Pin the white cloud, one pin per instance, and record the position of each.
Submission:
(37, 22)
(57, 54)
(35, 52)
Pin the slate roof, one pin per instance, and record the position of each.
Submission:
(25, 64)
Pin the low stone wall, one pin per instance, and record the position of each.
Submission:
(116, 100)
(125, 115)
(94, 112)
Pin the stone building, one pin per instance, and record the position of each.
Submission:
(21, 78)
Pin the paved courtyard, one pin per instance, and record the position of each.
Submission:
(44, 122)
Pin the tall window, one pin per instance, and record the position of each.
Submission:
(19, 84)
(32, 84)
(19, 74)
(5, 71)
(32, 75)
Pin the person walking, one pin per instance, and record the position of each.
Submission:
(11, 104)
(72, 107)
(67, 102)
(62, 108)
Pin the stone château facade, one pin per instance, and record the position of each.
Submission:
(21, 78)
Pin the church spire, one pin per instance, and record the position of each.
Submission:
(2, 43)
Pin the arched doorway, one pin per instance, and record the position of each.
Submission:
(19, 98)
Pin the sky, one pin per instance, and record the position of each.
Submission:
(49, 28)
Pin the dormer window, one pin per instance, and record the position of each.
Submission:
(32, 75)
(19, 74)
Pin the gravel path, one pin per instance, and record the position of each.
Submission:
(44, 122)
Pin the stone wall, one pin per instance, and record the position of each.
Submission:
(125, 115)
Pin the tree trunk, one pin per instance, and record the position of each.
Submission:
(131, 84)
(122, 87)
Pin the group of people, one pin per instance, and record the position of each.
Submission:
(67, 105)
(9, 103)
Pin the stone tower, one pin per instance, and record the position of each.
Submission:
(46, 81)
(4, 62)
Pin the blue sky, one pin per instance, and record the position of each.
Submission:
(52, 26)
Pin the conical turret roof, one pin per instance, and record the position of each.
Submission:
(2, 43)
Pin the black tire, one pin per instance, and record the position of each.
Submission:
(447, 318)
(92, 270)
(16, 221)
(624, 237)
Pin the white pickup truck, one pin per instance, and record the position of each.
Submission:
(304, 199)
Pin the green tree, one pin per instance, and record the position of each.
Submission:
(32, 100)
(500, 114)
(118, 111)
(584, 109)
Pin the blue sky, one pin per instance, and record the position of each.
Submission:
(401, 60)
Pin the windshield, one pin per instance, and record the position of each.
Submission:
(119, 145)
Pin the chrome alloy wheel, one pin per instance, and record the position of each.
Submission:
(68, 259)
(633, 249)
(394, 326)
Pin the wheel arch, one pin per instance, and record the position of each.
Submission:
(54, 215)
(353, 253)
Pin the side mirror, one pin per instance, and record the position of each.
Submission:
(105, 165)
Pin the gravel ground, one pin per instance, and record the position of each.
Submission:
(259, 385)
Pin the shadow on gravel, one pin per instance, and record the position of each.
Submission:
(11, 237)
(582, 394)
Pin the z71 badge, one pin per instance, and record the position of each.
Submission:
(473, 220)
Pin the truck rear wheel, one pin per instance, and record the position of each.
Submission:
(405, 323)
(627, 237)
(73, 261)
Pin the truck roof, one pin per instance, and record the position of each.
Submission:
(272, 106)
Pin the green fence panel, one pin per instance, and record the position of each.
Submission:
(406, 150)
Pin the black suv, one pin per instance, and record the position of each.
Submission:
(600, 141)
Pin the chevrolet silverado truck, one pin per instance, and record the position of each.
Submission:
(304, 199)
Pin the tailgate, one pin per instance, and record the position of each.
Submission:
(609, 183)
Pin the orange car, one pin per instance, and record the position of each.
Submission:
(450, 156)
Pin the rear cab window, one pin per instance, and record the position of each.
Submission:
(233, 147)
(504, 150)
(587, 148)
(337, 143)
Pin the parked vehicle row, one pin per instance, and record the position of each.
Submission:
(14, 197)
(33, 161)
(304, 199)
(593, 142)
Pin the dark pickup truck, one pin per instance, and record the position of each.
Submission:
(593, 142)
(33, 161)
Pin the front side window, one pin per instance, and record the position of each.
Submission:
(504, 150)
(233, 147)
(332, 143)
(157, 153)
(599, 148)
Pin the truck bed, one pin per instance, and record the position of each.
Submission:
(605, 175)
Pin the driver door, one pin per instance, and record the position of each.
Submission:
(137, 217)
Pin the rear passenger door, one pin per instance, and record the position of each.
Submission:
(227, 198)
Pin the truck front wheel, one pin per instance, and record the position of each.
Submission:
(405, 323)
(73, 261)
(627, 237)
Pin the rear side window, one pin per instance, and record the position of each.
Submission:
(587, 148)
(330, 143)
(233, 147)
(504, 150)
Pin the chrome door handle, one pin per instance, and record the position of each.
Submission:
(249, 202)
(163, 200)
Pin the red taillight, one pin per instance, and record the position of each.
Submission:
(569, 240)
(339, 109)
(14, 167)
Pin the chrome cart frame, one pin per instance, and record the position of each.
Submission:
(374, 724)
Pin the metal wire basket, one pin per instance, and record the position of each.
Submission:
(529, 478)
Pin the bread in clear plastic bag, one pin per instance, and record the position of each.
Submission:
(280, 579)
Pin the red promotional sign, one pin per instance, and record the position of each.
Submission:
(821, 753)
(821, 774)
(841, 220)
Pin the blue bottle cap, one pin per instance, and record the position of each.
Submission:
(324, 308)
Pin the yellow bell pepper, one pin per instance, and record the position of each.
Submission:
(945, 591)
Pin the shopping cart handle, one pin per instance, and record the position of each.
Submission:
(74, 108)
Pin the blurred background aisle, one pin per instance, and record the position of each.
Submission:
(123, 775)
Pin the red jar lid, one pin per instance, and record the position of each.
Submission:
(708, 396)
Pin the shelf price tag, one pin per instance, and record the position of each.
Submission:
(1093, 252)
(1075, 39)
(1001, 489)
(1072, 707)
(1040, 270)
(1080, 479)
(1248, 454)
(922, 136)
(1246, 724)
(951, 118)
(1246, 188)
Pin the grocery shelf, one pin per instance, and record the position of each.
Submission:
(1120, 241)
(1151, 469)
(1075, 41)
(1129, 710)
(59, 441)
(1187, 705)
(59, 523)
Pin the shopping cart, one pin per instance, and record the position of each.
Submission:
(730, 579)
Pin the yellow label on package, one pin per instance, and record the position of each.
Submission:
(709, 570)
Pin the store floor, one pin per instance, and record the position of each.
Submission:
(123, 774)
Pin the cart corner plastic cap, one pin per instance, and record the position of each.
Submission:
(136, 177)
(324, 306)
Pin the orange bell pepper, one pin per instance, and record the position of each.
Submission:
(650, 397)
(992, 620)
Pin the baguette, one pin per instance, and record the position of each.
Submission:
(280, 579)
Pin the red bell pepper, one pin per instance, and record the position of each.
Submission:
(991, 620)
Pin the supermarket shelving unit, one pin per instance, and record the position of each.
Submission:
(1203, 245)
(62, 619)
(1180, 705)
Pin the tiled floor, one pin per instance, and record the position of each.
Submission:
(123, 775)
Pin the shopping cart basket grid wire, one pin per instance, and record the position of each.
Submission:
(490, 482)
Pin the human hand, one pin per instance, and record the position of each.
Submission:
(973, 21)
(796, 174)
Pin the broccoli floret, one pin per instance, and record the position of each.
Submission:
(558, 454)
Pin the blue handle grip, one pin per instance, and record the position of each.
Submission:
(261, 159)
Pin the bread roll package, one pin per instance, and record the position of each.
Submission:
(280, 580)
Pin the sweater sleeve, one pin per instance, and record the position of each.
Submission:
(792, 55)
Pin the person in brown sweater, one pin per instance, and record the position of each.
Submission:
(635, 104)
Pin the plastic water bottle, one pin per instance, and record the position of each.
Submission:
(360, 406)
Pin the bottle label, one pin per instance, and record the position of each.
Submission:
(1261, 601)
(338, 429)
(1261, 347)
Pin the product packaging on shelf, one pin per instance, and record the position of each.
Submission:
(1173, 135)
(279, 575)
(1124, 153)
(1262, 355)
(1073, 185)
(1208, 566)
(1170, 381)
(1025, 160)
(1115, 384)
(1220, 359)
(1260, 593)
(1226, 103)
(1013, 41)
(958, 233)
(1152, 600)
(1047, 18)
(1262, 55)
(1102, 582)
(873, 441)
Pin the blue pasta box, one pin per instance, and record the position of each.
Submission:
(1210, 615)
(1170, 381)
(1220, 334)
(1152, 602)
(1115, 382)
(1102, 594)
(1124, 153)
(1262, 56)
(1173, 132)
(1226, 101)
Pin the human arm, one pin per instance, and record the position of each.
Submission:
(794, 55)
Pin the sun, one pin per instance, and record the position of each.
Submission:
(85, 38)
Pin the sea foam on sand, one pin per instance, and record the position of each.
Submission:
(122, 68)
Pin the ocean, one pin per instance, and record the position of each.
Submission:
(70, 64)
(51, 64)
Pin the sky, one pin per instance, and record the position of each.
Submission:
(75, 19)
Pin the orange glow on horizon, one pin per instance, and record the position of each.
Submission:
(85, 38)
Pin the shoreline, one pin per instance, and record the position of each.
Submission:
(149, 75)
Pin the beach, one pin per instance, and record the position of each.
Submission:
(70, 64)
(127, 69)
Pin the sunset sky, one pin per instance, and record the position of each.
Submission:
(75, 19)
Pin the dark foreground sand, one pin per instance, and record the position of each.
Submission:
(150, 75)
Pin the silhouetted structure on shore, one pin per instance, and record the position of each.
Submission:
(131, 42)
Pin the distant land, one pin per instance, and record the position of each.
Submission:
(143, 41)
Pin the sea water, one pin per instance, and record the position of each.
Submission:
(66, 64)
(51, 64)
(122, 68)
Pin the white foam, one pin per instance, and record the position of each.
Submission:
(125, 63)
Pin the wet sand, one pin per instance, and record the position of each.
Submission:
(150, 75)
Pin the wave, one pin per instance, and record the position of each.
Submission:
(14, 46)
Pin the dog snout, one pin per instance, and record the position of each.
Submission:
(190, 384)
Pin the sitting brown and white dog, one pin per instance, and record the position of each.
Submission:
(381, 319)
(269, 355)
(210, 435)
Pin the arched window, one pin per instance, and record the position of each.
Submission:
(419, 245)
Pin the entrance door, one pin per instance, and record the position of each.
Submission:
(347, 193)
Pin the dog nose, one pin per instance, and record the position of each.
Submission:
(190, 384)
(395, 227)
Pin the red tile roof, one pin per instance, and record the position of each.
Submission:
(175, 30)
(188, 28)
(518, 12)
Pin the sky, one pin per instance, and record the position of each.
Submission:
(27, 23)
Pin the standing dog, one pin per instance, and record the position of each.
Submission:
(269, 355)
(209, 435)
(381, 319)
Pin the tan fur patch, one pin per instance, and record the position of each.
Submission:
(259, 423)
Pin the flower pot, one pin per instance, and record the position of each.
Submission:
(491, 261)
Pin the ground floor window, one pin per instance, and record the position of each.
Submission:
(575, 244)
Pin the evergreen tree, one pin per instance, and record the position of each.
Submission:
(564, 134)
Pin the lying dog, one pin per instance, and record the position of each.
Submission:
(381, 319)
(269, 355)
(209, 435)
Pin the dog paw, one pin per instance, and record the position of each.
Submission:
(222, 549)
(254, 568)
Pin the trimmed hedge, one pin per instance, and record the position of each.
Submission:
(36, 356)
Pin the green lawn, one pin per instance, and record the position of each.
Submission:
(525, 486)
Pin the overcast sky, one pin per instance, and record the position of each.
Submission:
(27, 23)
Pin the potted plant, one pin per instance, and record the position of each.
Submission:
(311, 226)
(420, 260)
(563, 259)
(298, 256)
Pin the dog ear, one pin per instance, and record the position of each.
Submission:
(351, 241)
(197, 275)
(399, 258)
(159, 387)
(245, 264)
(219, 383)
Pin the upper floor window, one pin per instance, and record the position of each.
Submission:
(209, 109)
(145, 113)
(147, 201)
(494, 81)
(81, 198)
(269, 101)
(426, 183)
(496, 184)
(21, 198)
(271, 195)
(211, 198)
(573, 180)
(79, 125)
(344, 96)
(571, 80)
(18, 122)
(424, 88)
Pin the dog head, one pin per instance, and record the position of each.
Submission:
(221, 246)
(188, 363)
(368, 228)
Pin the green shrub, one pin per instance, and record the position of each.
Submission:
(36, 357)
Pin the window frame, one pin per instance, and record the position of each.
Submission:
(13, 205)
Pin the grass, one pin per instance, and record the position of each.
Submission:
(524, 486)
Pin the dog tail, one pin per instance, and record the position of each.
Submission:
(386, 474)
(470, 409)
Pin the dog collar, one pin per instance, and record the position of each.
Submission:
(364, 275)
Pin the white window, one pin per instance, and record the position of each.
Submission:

_Do this_
Starting with the line that contains "Pin the upper", repeat each line through the last one exactly as it appears. Include both ends and nothing more.

_Exercise solution_
Pin the upper floor window, one pin per instance, and record the position of each.
Submission:
(209, 109)
(145, 113)
(147, 201)
(494, 81)
(81, 198)
(269, 101)
(426, 183)
(496, 184)
(21, 198)
(271, 195)
(211, 198)
(573, 180)
(79, 125)
(344, 96)
(571, 80)
(18, 122)
(424, 88)
Pin the dog head, one pin per instance, and record the position of each.
Submission:
(221, 246)
(188, 363)
(368, 228)
Pin the green shrub, one pin per instance, and record the position of each.
Submission:
(36, 357)
Pin the window frame, one pin per instance, and record the position of each.
Submission:
(13, 205)
Pin the grass, one pin per instance, and record the position of each.
Submission:
(524, 486)
Pin the dog tail, one pin per instance, and record the position of each.
Submission:
(386, 474)
(470, 409)
Pin the dog collar, one pin per instance, and record the position of each.
Submission:
(364, 275)
Pin the white window, one pin per instance, and record the position of each.
Submission:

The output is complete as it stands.